# [EXERCISE A]
In the excerpt on CO2 injection into limestone, what fluid was used to saturate the specimens?

# [SUPPLIED TEXT]
Considering the caprock (Figure 9b), the pore pressure slightly dropped as a result of the caprock deformation induced by the expansion of the reservoir, displacing the Mohr’s circle to the right. The expansion of the reservoir caused an increase in the volumetric strain of the caprock, and since the caprock permeability was extremely low and fluid flow was negligible, the fluid within the pores of the caprock was accommodated in a larger volume, which resulted in a slight pressure drop [46]. This phenomenon is known as the reverse-water level fluctuation [47]. Additionally, the horizontal total stresses decreased in the caprock, leading to an increase in the size of the Mohr’s circle. As a result, caprock stability slightly decreased but not dramatically, since the strength of the caprock is not affected due to the inability of CO2 to penetrate into it at considered overpressures [25].

5. Discussion

In this study, comprehensive experimental testing was conducted to assess hydraulic, poroelastic, and failure properties of Apulian limestone (calcarenite). In particular, relative permeability considering two-phase flow of water and CO2 was measured. For all these measurements, the experimental procedures were performed for both pristine and CO2 treated limestone to evaluate the influence of CO2 injection on mechanical and hydraulic properties. Given the low strength of the material, it is less likely to be chosen as the host formation for deep geological storage. This study can be seen, though, as a demonstration of a strong effect of CO2 injection on carbonate-rich rock. Low shear strength, almost pure calcite framework, and large specific surface area of the pores allow for quick (within a few days) observations of the deterioration in rock properties. The choice of boundary conditions for the tests was dictated by linearity of material response within the elastic range, so high pressures were avoided.
Pure deionized water was used to saturate the specimens and, in general, its use can trigger chemical reactions and affect measurements of permeability and drained properties [48]. Here, the saturation of specimens with water was performed for at least 2–3 days and this period of time has been observed to be enough to establish chemical equilibrium between the pore fluid and carbonate rock [48]. This observation is confirmed by the constant values of rock permeability obtained during the repetitive measurements. Saline water that would represent the in-situ fluid for deep carbonate aquifers was not used because possible effects of salt precipitation and evaporation are involved and could not be captured by the model, even though we recognize that these effects may influence the evolution of rock’s petrophysical properties.

# [GIVEN DATA]
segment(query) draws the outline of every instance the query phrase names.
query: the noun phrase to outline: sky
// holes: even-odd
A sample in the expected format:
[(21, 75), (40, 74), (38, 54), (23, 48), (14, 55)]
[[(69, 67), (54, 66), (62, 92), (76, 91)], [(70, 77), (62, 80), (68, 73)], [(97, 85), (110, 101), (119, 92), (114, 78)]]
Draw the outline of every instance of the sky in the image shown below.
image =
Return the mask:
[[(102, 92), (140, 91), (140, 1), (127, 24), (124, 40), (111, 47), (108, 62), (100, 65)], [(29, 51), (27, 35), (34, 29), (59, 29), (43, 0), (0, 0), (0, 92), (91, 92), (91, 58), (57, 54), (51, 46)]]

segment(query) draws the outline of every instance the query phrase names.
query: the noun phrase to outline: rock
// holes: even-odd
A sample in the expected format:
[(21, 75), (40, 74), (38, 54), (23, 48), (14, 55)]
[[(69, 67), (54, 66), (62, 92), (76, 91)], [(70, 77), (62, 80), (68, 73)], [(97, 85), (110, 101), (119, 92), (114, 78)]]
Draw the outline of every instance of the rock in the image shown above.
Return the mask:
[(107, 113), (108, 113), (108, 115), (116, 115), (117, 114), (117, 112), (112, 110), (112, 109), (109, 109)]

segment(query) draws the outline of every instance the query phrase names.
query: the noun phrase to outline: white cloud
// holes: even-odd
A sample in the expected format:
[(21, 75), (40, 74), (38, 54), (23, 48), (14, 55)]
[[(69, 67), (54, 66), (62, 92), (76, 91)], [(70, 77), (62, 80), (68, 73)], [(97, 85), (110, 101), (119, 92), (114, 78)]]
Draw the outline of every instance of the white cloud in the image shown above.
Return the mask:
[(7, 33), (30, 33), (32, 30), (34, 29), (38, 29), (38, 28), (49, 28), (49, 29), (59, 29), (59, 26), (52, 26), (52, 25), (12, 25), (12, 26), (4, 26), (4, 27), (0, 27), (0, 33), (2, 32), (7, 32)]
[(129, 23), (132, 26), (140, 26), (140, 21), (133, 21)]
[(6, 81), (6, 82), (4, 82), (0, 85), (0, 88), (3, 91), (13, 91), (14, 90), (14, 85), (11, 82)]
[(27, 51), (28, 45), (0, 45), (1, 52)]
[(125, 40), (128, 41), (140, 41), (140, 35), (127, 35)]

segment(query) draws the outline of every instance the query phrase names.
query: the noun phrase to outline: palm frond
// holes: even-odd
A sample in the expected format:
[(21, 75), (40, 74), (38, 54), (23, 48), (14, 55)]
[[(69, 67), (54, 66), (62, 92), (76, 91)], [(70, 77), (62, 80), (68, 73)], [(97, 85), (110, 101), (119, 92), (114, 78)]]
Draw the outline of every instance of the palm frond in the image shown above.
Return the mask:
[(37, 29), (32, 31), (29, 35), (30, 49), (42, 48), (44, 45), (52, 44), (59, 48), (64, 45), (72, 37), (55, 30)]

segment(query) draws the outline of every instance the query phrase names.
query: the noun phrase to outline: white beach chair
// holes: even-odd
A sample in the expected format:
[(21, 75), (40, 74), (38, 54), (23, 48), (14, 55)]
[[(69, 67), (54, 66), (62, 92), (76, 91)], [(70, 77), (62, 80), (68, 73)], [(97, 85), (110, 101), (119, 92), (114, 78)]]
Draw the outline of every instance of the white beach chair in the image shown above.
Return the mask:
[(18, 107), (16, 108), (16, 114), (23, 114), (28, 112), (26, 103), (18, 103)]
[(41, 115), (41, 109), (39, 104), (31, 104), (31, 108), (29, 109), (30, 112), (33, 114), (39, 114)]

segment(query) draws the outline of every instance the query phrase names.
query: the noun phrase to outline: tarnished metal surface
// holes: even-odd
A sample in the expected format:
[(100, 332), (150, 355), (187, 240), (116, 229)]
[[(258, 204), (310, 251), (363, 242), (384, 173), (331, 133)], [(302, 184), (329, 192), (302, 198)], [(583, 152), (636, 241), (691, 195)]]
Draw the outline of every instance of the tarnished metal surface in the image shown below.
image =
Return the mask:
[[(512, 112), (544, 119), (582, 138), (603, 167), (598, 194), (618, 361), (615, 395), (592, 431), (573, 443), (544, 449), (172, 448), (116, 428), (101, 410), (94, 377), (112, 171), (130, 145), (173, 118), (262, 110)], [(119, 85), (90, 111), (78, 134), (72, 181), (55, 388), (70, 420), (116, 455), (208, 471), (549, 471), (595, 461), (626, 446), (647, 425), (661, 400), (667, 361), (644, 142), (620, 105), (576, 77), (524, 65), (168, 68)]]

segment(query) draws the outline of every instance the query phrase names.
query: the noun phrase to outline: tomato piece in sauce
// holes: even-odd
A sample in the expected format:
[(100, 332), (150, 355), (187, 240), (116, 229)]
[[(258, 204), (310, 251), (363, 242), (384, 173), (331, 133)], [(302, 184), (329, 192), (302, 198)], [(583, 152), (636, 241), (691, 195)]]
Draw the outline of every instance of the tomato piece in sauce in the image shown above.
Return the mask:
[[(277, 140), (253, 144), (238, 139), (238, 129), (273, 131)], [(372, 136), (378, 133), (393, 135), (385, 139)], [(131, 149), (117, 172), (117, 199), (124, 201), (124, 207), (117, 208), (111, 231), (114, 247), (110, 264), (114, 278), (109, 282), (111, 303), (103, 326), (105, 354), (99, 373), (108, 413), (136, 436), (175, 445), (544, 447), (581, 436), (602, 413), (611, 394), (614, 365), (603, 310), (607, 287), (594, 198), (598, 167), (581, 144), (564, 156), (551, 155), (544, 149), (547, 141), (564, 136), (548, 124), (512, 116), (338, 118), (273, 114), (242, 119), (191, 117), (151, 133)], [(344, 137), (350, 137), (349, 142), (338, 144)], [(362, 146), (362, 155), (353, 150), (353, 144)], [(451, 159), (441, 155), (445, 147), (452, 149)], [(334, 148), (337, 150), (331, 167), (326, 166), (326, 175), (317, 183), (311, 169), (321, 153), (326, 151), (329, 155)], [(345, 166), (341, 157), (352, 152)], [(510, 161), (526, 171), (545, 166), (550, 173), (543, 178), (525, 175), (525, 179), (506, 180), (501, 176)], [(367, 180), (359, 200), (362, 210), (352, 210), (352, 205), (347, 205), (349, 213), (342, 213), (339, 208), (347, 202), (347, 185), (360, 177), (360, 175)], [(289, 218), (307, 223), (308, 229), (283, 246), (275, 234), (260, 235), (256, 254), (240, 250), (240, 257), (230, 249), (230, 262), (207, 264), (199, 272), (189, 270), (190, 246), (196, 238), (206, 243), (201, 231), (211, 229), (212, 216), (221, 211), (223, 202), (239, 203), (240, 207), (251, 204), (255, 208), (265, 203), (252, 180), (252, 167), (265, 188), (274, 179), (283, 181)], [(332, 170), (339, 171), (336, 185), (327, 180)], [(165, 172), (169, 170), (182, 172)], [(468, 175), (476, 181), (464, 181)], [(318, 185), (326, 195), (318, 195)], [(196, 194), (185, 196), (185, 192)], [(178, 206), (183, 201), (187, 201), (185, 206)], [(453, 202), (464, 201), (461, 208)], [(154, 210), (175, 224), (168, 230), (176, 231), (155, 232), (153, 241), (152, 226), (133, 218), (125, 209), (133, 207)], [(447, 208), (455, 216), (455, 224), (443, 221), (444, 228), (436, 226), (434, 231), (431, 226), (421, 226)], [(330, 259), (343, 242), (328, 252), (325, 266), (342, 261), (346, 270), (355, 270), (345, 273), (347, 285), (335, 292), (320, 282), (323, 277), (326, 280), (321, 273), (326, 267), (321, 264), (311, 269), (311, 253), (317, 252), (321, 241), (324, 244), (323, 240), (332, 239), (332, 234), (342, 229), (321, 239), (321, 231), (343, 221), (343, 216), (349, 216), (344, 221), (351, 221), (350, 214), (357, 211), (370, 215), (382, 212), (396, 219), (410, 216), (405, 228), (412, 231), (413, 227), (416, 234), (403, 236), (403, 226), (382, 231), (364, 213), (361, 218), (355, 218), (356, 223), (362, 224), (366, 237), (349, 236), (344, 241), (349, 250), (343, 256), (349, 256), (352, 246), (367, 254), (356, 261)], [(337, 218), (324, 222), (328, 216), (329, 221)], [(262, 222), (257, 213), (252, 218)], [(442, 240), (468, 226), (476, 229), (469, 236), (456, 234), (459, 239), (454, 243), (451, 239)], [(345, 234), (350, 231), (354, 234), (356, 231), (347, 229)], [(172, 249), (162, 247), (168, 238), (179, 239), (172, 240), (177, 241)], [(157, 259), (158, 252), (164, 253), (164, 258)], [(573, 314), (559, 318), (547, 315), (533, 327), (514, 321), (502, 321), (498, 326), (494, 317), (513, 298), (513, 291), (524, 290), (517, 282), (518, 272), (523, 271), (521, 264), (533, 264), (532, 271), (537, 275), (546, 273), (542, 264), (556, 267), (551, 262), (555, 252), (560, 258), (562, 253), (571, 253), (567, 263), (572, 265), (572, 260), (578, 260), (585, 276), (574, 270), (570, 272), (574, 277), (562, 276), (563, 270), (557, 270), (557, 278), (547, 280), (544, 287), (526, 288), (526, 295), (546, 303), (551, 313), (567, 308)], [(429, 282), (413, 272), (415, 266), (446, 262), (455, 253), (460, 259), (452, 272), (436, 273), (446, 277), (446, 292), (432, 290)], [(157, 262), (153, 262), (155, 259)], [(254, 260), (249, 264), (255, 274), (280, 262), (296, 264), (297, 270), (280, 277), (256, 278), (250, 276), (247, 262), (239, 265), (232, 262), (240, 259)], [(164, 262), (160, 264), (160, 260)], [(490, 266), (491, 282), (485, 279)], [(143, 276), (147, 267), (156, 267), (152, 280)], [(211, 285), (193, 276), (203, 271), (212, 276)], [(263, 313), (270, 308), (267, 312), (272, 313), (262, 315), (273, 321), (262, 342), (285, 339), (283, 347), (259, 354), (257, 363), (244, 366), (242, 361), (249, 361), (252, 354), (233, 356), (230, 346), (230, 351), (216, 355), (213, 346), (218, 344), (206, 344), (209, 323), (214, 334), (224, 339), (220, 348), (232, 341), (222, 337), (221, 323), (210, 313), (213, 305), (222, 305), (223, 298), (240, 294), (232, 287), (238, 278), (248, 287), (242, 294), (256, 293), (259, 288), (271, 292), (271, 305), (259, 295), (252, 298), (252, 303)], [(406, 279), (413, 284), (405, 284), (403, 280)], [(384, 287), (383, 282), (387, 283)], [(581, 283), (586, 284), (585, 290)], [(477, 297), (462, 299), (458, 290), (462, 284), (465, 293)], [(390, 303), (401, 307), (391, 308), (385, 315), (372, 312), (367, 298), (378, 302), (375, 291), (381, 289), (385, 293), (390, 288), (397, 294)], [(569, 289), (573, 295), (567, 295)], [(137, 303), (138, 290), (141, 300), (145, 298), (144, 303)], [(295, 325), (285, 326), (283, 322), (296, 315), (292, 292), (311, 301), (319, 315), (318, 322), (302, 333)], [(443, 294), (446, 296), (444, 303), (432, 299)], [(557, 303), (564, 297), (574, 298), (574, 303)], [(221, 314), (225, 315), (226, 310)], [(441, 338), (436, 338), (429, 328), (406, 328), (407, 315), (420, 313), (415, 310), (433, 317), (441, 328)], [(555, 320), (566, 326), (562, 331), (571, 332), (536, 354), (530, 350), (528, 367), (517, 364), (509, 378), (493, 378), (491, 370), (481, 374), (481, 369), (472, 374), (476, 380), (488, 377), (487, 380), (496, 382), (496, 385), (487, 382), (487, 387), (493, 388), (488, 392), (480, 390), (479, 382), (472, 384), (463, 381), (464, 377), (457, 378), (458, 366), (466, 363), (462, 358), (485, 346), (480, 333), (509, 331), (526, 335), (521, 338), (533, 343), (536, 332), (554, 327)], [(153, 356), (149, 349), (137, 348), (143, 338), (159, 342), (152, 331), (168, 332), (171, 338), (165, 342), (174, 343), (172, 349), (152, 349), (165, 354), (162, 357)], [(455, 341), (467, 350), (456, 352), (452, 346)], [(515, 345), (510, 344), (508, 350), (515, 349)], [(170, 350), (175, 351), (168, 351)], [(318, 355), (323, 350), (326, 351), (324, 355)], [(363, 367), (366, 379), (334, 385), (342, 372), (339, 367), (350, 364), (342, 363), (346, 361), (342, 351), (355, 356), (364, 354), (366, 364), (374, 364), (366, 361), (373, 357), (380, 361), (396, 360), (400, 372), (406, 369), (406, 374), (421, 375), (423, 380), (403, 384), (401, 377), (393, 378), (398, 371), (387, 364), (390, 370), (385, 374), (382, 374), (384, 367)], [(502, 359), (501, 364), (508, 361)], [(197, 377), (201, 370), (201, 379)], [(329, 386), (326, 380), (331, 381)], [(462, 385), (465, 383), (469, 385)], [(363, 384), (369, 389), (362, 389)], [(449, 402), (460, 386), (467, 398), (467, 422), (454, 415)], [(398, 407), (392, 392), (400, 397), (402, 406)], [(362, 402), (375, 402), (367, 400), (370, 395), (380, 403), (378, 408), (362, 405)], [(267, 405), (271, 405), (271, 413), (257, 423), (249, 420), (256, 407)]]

# [EXERCISE B]
Gather every line of the records that contains the string "metal". Case counts.

# [SOLUTION A]
Pure deionized water.

# [SOLUTION B]
query: the noun phrase to outline: tarnished metal surface
Draw the outline of every instance of the tarnished metal surface in the image shown below.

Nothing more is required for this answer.